» **The request**: Collect every line in the material below that contains the word "rocky", and copy each one out in full.
## START Task material
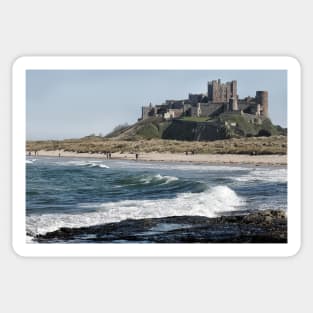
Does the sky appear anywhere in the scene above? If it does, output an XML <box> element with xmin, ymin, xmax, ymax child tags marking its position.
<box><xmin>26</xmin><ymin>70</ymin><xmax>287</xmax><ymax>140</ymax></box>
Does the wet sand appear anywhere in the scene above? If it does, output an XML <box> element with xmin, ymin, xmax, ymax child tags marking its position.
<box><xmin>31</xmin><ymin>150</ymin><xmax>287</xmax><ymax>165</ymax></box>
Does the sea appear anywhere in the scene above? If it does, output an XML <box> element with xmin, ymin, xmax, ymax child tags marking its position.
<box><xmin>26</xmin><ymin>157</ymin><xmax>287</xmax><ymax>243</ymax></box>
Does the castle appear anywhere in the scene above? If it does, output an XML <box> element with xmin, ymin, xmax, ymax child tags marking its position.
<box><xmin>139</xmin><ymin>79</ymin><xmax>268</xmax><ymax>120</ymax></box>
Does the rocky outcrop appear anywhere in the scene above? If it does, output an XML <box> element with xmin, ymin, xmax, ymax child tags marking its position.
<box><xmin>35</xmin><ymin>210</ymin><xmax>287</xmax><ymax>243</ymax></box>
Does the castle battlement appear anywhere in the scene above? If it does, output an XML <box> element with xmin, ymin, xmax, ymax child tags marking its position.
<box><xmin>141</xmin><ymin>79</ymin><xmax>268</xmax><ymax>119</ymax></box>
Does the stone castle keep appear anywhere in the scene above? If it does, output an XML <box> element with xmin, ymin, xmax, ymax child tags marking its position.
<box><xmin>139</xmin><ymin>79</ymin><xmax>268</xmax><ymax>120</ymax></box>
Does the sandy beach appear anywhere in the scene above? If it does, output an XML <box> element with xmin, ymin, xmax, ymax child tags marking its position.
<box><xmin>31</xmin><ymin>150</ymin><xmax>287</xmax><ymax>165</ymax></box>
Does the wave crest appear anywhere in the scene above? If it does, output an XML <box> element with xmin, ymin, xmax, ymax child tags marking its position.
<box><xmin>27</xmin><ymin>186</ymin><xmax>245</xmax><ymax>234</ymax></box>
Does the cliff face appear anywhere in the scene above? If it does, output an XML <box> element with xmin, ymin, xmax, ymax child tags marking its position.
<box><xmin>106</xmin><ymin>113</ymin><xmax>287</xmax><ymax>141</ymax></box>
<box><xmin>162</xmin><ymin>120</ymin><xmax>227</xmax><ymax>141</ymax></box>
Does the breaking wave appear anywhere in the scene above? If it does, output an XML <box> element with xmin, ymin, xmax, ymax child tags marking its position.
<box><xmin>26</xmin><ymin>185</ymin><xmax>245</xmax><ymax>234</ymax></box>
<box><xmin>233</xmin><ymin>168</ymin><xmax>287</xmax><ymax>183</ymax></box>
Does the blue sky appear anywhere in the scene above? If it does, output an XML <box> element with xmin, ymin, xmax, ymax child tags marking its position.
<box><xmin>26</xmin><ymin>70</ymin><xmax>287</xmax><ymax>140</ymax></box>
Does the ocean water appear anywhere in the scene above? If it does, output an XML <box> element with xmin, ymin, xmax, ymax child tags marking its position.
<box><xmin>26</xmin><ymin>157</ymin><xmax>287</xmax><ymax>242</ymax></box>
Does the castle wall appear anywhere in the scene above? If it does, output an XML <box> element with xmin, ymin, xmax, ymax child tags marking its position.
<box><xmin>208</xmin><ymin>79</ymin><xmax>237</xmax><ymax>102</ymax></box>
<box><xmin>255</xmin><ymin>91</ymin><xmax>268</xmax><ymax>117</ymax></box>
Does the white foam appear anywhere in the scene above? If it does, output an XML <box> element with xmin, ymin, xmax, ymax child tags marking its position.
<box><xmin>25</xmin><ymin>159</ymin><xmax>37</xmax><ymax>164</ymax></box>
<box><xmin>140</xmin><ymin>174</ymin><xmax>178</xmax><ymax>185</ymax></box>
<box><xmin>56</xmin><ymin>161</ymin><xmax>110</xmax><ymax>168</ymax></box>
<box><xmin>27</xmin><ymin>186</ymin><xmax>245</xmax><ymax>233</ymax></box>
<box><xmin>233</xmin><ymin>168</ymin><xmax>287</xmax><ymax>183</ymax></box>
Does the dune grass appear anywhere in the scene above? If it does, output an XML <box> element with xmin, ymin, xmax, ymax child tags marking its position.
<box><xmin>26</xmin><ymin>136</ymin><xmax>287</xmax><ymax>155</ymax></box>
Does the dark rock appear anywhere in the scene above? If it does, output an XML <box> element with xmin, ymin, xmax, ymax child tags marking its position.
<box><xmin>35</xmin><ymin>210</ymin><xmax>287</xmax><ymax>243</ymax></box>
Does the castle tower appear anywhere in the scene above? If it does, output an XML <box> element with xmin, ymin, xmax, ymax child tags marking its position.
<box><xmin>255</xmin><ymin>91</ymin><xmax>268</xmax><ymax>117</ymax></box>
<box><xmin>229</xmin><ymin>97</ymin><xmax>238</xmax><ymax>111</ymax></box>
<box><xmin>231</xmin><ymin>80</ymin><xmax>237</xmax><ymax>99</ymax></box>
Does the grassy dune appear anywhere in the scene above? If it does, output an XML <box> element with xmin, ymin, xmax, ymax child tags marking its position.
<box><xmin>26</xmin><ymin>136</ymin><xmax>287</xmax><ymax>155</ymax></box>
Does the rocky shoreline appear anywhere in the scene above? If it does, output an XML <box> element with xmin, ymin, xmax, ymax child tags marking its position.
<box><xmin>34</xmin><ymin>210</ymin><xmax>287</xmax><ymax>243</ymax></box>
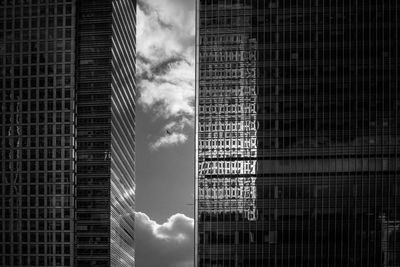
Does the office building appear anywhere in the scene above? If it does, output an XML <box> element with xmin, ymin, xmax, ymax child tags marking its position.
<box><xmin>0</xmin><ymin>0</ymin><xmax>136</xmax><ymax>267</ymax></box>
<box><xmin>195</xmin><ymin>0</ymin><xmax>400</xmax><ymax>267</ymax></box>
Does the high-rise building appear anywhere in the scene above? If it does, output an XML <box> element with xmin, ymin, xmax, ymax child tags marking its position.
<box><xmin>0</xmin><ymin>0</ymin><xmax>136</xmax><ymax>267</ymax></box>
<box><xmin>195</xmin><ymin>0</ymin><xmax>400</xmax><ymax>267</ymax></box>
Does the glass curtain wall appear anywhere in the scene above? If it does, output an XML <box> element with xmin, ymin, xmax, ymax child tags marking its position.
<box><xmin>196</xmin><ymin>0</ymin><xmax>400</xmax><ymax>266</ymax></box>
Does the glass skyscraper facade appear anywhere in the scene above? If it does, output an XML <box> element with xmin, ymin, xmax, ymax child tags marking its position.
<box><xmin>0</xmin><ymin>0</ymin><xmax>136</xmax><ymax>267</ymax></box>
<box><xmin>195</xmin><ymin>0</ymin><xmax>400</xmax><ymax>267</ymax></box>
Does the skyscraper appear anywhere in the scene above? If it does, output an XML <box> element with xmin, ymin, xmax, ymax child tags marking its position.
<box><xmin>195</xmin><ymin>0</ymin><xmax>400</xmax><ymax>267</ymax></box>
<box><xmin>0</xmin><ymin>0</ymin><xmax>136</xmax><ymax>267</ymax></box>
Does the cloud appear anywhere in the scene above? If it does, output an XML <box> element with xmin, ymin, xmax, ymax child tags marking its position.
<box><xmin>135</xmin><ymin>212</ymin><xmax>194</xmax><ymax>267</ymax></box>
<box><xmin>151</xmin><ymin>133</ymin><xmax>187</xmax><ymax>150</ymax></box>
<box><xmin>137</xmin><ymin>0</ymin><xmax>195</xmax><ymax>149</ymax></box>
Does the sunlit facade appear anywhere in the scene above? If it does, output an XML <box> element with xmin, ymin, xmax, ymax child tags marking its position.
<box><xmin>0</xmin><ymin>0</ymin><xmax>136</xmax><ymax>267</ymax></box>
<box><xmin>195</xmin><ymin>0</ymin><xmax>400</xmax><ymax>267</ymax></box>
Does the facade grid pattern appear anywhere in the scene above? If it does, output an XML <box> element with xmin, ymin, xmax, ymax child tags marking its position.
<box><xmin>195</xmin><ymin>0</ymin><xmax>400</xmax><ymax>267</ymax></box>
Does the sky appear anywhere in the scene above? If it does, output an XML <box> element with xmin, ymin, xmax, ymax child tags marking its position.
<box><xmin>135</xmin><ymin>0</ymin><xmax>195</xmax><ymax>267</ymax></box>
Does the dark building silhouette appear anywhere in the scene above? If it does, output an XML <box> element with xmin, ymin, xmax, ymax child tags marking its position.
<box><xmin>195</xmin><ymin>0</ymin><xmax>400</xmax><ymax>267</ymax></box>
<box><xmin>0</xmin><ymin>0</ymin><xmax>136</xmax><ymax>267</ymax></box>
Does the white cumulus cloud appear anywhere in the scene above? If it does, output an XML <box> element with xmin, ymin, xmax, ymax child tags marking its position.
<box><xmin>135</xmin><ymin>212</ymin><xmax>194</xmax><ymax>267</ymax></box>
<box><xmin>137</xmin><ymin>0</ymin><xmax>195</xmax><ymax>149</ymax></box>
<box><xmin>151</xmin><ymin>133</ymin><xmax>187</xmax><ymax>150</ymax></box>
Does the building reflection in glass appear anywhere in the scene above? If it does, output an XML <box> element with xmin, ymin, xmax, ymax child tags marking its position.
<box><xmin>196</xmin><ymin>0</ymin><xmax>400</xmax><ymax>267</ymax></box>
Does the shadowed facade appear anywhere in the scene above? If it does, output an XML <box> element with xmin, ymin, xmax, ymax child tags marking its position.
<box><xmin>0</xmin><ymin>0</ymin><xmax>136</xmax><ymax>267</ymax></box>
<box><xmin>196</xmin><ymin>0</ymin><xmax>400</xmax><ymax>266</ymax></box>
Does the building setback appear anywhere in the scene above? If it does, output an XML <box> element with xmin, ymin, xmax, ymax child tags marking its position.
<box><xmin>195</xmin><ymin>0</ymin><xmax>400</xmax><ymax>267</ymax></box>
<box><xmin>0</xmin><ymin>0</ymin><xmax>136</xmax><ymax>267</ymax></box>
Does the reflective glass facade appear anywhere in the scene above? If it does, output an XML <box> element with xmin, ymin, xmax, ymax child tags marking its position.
## END Task material
» **The result**:
Does the rocky outcrop appear anywhere in the scene above? If it does, output an XML <box> element with xmin, ymin, xmax, ymax child tags marking its position.
Does the rocky shoreline appear anywhere in the scene above? If it does, output an XML <box> element with xmin, ymin, xmax, ymax child tags marking its position.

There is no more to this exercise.